** START **
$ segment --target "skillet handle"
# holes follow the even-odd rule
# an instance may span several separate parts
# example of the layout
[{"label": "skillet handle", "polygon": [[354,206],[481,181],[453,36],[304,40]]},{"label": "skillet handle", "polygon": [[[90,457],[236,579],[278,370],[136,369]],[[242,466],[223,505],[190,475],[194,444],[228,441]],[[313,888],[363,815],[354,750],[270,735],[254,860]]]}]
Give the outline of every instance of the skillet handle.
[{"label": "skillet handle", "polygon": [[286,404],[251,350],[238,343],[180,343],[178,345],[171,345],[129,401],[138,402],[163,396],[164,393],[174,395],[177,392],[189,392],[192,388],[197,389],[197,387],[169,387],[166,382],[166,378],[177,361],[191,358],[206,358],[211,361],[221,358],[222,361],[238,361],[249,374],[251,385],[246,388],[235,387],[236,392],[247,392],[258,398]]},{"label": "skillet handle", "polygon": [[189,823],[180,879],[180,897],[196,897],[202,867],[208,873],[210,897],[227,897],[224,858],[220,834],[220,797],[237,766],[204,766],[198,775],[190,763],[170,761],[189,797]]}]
** END **
Reproduce the lines above, substituting "distinct" for "separate" and leaving every other character unchanged.

* **FULL OUTPUT**
$ segment --target "skillet handle"
# holes follow the even-odd rule
# an instance may span several distinct parts
# example of the layout
[{"label": "skillet handle", "polygon": [[354,206],[481,181],[453,36],[304,40]]},{"label": "skillet handle", "polygon": [[[90,457],[236,579],[278,370],[136,369]],[[242,466],[223,505],[190,475],[194,444],[228,441]],[[313,888],[363,815],[354,750],[270,735],[254,860]]]}]
Give the outline of every instance of the skillet handle.
[{"label": "skillet handle", "polygon": [[286,404],[251,350],[238,343],[180,343],[178,345],[171,345],[129,401],[138,402],[163,396],[164,393],[174,395],[177,392],[189,392],[192,388],[197,389],[197,387],[169,387],[166,382],[166,378],[177,361],[191,358],[206,358],[211,361],[221,358],[222,361],[238,361],[249,374],[251,385],[246,388],[235,387],[236,392],[247,392],[258,398]]},{"label": "skillet handle", "polygon": [[189,823],[180,879],[180,897],[196,897],[202,867],[208,873],[210,897],[227,897],[224,858],[220,834],[220,797],[237,766],[204,766],[198,775],[190,763],[170,761],[189,797]]}]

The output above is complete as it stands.